"""
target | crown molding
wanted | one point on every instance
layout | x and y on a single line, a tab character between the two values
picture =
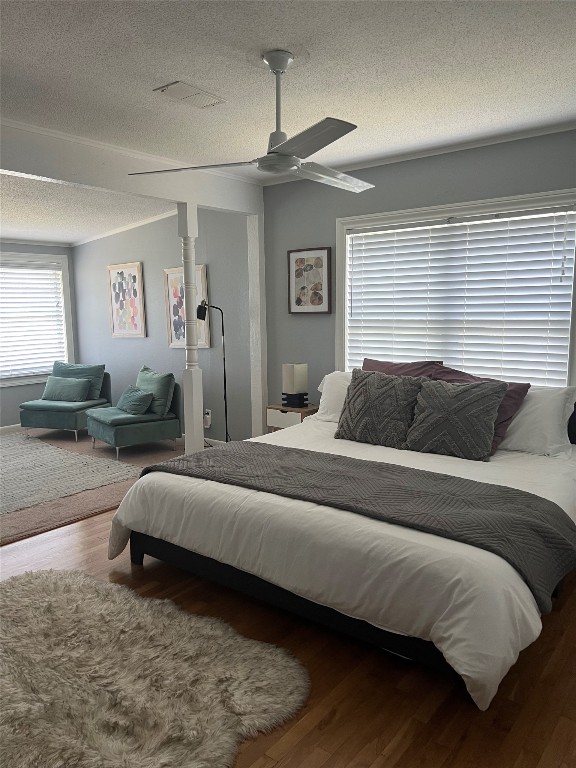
127	227
51	244
132	153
"""
_What to do_: Rewrite the rows above as a numbered list with no blank lines, and leave the pictures out of the answer.

_Written solution_:
1. target | crown molding
2. wanted | one point on every instance
3. layout | x and y on a single line, a tab character between the two values
4. picture =
5. 127	227
6. 51	244
7. 132	153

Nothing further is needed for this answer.